Source extract >>

This February, the Ontario Housing Affordability Task Force released its report, which, without irony, stated that “Affordable housing (units provided at below-market rates with government support) was not part of our mandate.” Released after only two months of consultation with stakeholder groups, the task force report was commissioned by the Provincial government in December 2021 as part of More Homes, More Choice: Ontario’s Housing Supply Action Plan to provide recommendations to increase the supply, variety, and affordability of market housing in Ontario. Setting a goal to add 1.5 million homes over the next 10 years, the report lays out 55 recommendations aimed at “cutting red tape” in planning approvals,  tackling NIMBYism, increasing density, and standardizing urban design rules.

On March 30th, Municipal Affairs and Housing Minister Steve Clark tabled Bill 109 “More Homes for Everyone” (full text here). The bill incorporates many of the task force recommendations while omitting those proposing increased density. The bill also includes language on the provision and protection of community housing, and adds modest anti-speculation measures.

Dataset >>

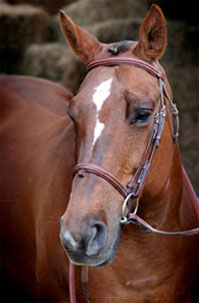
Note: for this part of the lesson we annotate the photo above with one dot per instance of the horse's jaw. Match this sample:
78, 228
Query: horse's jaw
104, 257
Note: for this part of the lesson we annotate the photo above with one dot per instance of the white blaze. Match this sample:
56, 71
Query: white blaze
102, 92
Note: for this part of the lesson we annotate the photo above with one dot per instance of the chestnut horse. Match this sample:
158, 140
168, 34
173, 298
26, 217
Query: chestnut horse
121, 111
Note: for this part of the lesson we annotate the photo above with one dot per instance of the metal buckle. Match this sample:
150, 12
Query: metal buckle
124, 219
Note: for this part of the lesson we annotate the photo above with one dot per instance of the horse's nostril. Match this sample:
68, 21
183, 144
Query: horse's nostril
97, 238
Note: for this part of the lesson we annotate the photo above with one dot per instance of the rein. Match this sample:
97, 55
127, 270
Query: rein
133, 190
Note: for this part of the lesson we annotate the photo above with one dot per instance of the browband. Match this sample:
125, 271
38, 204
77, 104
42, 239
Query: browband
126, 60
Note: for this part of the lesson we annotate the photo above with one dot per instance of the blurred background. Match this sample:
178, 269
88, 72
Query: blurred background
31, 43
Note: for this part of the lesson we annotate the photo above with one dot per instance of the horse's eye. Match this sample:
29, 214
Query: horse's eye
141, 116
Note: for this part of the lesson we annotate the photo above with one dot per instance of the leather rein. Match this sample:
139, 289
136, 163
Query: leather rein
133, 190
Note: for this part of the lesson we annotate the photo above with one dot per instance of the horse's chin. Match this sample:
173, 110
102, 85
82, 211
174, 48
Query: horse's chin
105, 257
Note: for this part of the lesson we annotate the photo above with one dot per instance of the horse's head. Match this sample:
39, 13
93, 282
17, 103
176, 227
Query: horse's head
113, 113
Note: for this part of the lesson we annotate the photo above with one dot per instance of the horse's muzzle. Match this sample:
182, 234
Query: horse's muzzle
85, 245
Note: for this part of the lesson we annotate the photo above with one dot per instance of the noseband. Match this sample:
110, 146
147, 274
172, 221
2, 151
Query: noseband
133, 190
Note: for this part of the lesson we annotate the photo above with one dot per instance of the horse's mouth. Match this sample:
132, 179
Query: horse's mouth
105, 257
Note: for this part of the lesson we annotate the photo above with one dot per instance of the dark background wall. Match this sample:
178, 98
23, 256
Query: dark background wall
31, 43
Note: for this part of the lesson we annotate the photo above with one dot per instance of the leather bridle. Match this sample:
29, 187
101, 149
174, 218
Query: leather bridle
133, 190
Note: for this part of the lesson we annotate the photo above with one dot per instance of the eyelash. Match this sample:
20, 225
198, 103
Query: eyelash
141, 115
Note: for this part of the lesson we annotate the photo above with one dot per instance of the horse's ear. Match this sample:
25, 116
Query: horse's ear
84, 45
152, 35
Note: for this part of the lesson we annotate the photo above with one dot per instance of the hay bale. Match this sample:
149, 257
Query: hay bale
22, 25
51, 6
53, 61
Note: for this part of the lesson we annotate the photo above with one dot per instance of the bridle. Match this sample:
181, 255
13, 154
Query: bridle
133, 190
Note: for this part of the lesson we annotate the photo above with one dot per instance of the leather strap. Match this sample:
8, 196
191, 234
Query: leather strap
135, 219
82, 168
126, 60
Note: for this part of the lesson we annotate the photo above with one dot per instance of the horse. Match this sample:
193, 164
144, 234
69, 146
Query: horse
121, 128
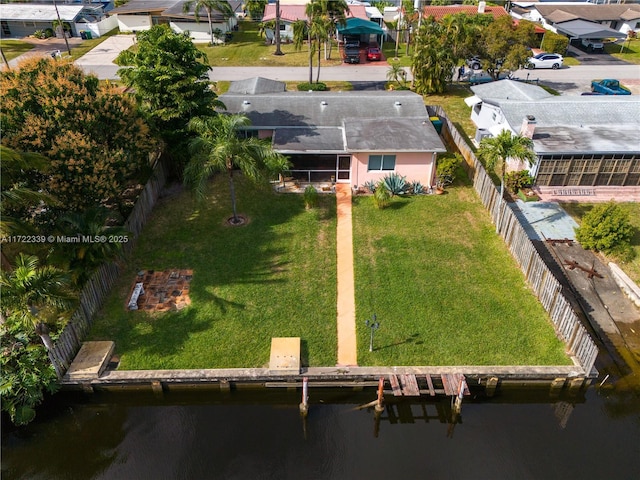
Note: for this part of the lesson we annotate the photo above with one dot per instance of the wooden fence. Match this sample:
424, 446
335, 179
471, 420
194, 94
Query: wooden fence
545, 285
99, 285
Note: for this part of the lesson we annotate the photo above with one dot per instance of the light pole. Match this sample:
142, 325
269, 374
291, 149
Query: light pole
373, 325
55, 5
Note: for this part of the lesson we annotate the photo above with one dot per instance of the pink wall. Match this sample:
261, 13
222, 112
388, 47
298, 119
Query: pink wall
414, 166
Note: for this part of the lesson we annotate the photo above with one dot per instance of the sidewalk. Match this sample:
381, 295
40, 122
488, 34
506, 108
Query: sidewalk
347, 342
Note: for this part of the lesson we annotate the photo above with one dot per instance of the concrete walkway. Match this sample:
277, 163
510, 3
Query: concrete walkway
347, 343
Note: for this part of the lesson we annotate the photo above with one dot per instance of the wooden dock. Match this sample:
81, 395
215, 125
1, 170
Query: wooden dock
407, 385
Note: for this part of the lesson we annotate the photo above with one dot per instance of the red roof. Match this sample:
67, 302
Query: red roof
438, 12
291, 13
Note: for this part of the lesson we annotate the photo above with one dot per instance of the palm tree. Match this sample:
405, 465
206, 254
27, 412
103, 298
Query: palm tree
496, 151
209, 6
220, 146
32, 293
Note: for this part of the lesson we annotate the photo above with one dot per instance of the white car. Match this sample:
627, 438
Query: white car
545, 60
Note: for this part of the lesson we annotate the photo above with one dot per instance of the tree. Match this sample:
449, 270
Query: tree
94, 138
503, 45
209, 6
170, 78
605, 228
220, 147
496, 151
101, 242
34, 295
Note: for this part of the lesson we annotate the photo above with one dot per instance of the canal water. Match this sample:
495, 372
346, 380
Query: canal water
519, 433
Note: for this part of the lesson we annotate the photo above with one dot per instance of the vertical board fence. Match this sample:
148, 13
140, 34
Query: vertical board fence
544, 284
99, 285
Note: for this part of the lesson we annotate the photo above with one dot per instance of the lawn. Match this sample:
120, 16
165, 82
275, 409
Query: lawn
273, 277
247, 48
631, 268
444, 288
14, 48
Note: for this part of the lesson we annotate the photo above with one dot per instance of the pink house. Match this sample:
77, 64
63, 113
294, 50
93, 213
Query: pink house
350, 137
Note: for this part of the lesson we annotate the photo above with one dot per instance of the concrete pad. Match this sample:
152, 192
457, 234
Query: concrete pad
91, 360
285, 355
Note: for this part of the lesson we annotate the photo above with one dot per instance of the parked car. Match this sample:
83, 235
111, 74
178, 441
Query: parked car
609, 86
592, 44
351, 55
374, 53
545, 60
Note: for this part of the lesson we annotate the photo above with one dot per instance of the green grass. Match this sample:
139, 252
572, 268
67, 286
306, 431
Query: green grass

Exercise requirements >>
[a] Do these statements agree with the Ontario housing passage? Answer yes or no for each and quote the deciding words. (i) The task force consulted stakeholder groups for two months before releasing its report. (ii) Bill 109 takes up the task force's recommendations on increasing density. (iii) The report sets a goal of adding 1.5 million homes over the next 10 years.
[b] According to the Ontario housing passage, on what date did Steve Clark table Bill 109?

Final results >>
[a]
(i) Yes: "Released after only two months of consultation with stakeholder groups"
(ii) No: "while omitting those proposing increased density"
(iii) Yes: "Setting a goal to add 1.5 million homes over the next 10 years"

[b] March 30th